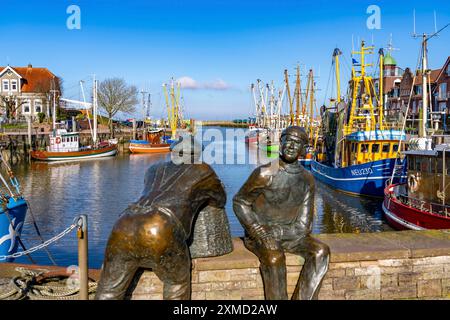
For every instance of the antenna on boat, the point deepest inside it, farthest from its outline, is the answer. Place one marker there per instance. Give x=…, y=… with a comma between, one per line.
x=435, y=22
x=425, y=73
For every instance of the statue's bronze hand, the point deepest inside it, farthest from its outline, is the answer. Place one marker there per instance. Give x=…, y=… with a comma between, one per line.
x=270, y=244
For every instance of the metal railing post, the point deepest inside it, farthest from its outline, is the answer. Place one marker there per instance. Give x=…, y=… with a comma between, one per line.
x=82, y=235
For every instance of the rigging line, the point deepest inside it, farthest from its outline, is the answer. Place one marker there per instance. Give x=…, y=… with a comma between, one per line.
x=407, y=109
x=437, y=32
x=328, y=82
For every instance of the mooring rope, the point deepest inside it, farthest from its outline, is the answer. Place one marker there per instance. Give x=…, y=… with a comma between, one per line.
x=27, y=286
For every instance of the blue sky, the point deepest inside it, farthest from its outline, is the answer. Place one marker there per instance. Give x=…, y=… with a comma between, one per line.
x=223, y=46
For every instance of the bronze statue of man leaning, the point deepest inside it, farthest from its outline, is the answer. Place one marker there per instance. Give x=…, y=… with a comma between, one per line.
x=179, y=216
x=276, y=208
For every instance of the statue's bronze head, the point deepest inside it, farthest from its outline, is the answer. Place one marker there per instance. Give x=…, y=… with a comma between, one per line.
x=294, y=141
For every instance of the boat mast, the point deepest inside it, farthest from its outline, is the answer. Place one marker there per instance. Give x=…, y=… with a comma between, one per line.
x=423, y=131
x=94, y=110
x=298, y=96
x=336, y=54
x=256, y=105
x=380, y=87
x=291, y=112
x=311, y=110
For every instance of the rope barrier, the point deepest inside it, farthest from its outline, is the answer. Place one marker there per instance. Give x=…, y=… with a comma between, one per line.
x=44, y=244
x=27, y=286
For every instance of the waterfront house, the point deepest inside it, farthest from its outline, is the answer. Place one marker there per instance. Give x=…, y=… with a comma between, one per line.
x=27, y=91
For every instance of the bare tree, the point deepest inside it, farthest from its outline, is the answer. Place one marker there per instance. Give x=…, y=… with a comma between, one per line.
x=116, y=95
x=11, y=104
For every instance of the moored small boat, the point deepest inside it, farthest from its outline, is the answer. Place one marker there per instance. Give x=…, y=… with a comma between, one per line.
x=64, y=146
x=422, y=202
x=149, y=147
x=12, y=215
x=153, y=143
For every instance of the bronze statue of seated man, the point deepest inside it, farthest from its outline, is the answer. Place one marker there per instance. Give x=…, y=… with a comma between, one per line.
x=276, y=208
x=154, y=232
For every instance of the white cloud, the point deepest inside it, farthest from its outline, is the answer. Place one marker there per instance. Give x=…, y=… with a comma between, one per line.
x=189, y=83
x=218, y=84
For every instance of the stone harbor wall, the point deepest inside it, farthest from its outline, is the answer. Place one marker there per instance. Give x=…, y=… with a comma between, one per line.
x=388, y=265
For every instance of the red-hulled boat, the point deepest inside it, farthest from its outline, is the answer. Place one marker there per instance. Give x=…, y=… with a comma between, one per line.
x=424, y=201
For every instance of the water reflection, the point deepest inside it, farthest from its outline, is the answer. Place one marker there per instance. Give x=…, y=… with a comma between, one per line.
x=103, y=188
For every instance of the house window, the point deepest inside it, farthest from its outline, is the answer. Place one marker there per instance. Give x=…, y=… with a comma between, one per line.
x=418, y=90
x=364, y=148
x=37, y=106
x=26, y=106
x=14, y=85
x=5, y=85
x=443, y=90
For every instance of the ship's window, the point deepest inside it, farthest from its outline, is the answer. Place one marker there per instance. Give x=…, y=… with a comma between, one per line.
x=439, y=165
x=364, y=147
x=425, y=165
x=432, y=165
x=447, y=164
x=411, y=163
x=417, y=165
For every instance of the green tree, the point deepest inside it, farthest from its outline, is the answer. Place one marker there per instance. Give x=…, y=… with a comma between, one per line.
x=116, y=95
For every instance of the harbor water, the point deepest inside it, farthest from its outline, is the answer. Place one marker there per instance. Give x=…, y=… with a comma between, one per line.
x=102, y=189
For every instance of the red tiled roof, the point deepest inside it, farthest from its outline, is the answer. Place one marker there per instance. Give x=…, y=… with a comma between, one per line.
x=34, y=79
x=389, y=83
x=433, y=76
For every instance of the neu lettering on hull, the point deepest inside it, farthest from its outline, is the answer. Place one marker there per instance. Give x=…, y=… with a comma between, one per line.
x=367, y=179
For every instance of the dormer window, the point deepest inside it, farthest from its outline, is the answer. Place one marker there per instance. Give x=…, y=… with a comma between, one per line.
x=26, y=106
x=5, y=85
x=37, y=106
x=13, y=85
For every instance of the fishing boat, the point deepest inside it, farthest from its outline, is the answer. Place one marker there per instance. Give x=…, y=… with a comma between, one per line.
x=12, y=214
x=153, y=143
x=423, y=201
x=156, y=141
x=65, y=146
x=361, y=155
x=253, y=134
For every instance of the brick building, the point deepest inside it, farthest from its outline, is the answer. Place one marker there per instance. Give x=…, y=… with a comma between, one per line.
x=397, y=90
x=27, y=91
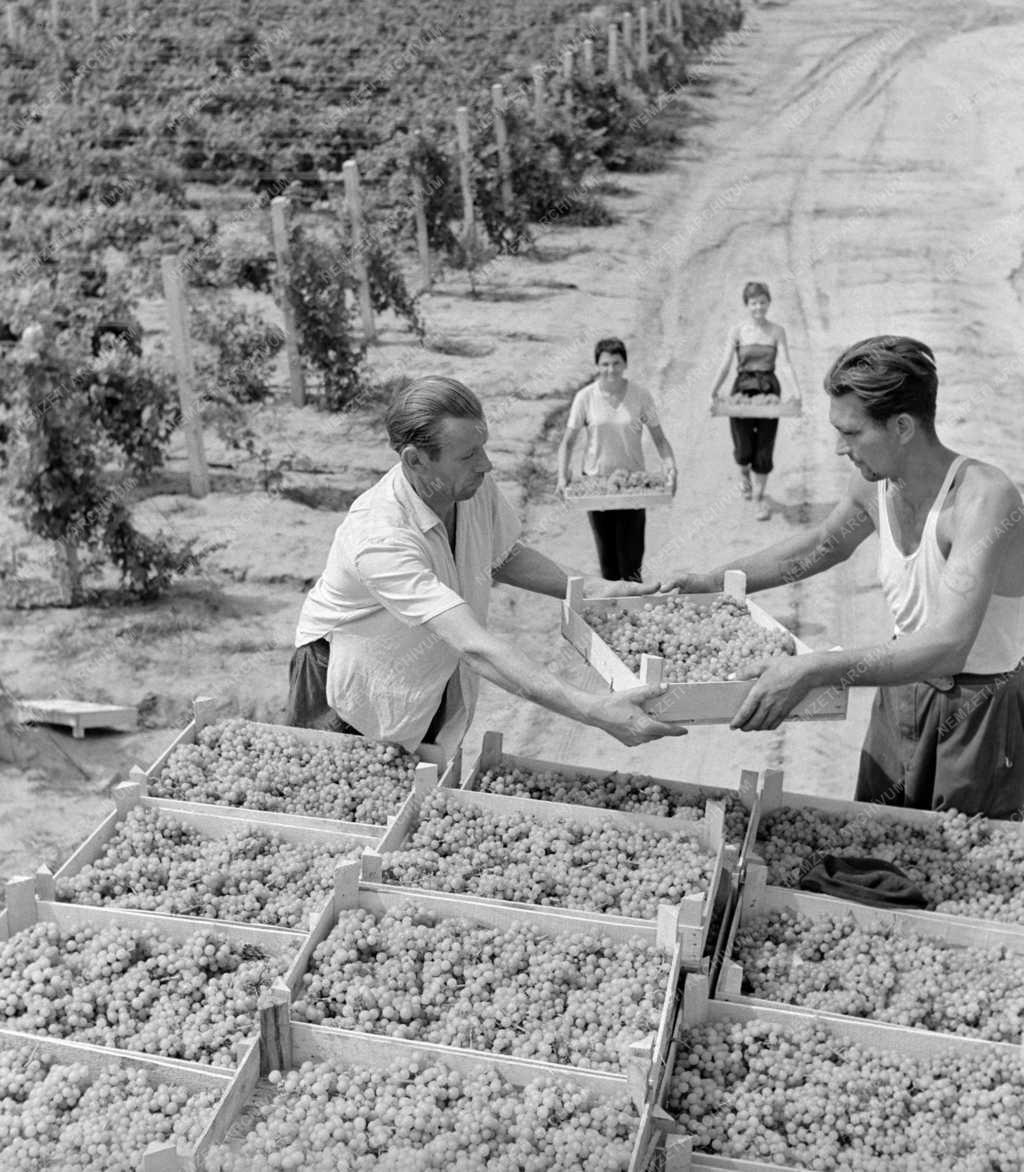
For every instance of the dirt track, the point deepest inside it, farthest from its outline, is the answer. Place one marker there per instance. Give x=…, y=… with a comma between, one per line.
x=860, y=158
================
* What this task involves
Each record above is to be restated exactly, with its pictures removed from the copy.

* Completed exercise
For every instance of the antenna on boat, the point deepest inside it, farthest from its outline, is the answer. Place one marker there per instance. Give x=…, y=… with a comma between, one per line.
x=435, y=22
x=425, y=73
For every instance of the statue's bronze hand, the point deepest inside it, farthest from its outline, is the answer. Place one marker there per instance. Give x=…, y=… with a comma between, one per line.
x=270, y=244
For every instance of the metal railing post, the point deepest inside it, farthest from its outline, is the answer. Place one marker there per instance. Give x=…, y=… with a comma between, one per line.
x=82, y=235
For every instance of the rigging line, the point deepest inside it, farthest from its outline, is the answer. Place one marker there per instance. Give x=…, y=… with a comma between, one per line.
x=407, y=109
x=437, y=32
x=328, y=82
For every instance of the mooring rope, the point deepest inside it, farthest from its outline, is the answer. Place one marker there per instance. Give x=…, y=… with a comma between, one per line.
x=27, y=286
For every instance of the blue sky, the point deepest inside it, farthest from its outline, is the answer. Place one marker there per instance. Give x=…, y=… with a comma between, one per line.
x=223, y=46
For every instance of the bronze statue of man leaning, the point deepest inside it, farthest from its outline, is the answer. Place one marker there per instance. Give x=…, y=… with a comma between, one per line.
x=179, y=216
x=276, y=208
For every instance of the statue's bronze head, the point deepest inside it, farthest from its outline, is the answer. Place one marker there per instance. Give x=…, y=… with a comma between, one per line.
x=294, y=141
For every instance of the boat mast, the point deepest inside it, farthest from its outline, is the answer. Place one marker there per instance. Give x=…, y=… with a comma between, one per line.
x=423, y=131
x=94, y=110
x=298, y=96
x=336, y=54
x=256, y=105
x=380, y=87
x=291, y=112
x=311, y=110
For every instance of the rope barrier, the point deepest inside it, farthest from its outline, is the answer. Place one marker there per instance. Give x=…, y=… with a comma between, one per line.
x=44, y=244
x=27, y=286
For every instance of the waterfront house, the point deepest inside it, farthest from its outline, is the answer. Place one marker there per instance. Give x=…, y=… with a comma between, one per line.
x=27, y=91
For every instance of the bare tree, the point deepest inside it, farthest from its outline, is the answer. Place one marker there per instance. Give x=…, y=… with a comma between, one per line.
x=116, y=95
x=11, y=104
For every instance of the moored small boat, the point deepest inside it, farthest from its outline, is the answer. Place one marker there per instance. Give x=…, y=… with a comma between, one per line.
x=64, y=146
x=422, y=202
x=149, y=147
x=12, y=215
x=153, y=143
For every instance of the bronze statue of seated man, the point deepest inside it, farthest from its outline, is the answer. Place one marker there per instance. Give x=…, y=… with a comma between, one per line.
x=276, y=208
x=154, y=232
For every instance of the white cloud, the point deepest inside it, farthest from its outline, is the answer. Place one marker there per instance. Give x=…, y=… with a comma between, one per line.
x=189, y=83
x=218, y=84
For every instance of the stone harbor wall, the point deepest inside it, farthest from its outline, is the answer. Place one marker there per instance. Give x=…, y=… with a comma between, one per line.
x=388, y=265
For every instance of the red-hulled boat, the point deepest inside it, farthest from its outline, is the answer. Place one marker there per instance. Give x=…, y=… with a comma between, one per line.
x=424, y=201
For every instance of the water reflection, the point deepest inside it, farthest from its outline, is the answer. Place one marker there per instance. Give x=…, y=… with a comma between, one per line.
x=103, y=188
For every instance of the house window, the point deepest inside it, farthest from its outline, is the answer. Place one marker there per instance. Give x=…, y=… with a comma between, one per line.
x=418, y=90
x=364, y=148
x=37, y=106
x=26, y=106
x=14, y=85
x=5, y=85
x=443, y=90
For every instance of the ship's window, the point deepest inside it, farthest from its outline, is the answer. Place one marker there per instance. Give x=…, y=… with a comma between, one per line.
x=439, y=165
x=364, y=147
x=425, y=165
x=432, y=165
x=447, y=164
x=411, y=163
x=417, y=165
For every instance of the green tree, the point deepest inside it, farthest from its outline, is the answer. Place one marker there per instance. Give x=…, y=… with a comma between, one per line.
x=116, y=95
For every instance of the harbor water, the point deepest inside it, farthest from its outline, is the answer. Place one marker there per instance. Give x=…, y=… with a comma between, one per line.
x=102, y=189
For every instance of the red tiled roof, the point deepest inside it, farthest from its outline, is the answer. Place one marker there per instance. Give x=…, y=… with a comma between, one per line.
x=34, y=79
x=389, y=83
x=433, y=76
For every instance of the neu lettering on hull, the point deepest inside it, farthest from its outline, is the answer. Place one marker there per instance. Give x=…, y=… with a comma between, one per line.
x=367, y=179
For every instance of the dormer window, the point deepest inside it, farthest from its outline, is the answer. Place one marker there per instance. Give x=…, y=… with a comma between, one per line.
x=26, y=106
x=5, y=85
x=37, y=106
x=13, y=85
For every instance of the fishing boat, the point deepest inside it, farthest from its outline, is the answer. Place one marker there per instance. Give x=…, y=… with a comma between, one per line.
x=12, y=214
x=153, y=143
x=423, y=201
x=156, y=141
x=65, y=146
x=361, y=155
x=253, y=134
For every instance of the brick building, the point deepest inside it, farthest from its outline, is the answer. Place one marker there per instance. Give x=…, y=… with a comma between, one per line.
x=397, y=90
x=27, y=91
For every instance of the dirt track, the point deepest inside it, farthest from its outline, is the answer. Place one marker there per instance. Give x=…, y=… with a comma between, one per line.
x=860, y=158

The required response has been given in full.